(Registros de puntos etiquetados)
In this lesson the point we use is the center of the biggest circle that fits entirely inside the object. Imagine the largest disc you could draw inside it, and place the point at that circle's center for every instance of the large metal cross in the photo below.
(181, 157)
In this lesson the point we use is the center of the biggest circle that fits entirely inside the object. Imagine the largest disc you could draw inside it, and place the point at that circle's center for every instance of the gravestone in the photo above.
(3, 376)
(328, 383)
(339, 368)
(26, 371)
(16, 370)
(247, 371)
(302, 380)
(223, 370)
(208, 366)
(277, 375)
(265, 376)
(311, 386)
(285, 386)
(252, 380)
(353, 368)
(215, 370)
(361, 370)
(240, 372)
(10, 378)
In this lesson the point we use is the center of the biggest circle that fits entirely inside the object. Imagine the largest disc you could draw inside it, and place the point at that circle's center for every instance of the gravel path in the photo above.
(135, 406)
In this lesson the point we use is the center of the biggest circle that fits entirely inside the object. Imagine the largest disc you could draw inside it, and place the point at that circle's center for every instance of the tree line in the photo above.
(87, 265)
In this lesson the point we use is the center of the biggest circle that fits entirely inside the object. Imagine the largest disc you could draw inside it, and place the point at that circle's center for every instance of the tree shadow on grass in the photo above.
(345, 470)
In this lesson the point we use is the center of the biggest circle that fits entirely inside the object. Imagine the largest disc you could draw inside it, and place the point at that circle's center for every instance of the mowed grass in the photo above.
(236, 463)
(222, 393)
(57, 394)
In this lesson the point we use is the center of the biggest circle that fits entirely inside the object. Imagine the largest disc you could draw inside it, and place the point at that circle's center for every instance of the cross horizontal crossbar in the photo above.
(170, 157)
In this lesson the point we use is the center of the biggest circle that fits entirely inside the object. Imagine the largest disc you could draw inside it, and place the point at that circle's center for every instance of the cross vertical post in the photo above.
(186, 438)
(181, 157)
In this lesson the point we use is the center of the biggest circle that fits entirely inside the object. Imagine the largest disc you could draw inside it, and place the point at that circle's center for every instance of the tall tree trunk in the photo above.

_ENUNCIADO DE LA TAREA_.
Reproduce como lista numerada el tramo de los registros que va desde la línea que contiene "post in the photo above." hasta el final, ambos extremos incluidos, y omite las líneas en blanco.

_RESPUESTA A LA TAREA_.
1. In this lesson the point we use is the center of the biggest circle that fits entirely inside the object. Imagine the largest disc you could draw inside it, and place the point at that circle's center for every instance of the cross vertical post in the photo above.
2. (186, 438)
3. (181, 157)
4. In this lesson the point we use is the center of the biggest circle that fits entirely inside the object. Imagine the largest disc you could draw inside it, and place the point at that circle's center for every instance of the tall tree trunk in the photo above.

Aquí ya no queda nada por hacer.